Return, verbatim, the lines below, beginning with the line that contains "Where can the dark" and ending with the final line.

* * * * * * * * *

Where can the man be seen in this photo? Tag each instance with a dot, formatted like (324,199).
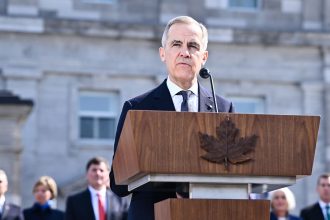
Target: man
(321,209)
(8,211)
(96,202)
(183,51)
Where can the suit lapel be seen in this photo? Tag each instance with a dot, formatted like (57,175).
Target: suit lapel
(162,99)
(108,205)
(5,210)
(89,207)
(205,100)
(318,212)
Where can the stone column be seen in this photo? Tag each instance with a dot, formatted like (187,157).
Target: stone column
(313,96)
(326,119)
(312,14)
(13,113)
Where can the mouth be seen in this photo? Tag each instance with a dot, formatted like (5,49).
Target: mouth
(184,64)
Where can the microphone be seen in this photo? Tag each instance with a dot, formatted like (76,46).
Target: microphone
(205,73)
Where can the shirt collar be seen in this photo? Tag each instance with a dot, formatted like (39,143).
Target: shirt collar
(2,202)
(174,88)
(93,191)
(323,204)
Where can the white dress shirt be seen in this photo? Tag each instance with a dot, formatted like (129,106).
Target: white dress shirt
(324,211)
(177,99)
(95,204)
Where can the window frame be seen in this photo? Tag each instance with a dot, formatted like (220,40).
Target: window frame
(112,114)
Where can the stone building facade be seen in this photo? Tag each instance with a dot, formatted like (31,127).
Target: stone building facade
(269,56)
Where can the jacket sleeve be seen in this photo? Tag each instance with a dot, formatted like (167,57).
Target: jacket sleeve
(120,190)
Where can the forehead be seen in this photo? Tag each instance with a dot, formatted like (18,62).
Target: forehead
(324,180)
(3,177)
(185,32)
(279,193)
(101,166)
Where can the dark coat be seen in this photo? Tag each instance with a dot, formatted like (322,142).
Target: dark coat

* * * * * * * * *

## FULL ANSWER
Where can the dark coat be seen in this photo? Tag each instance with a dot, formatted like (322,142).
Target: dark coat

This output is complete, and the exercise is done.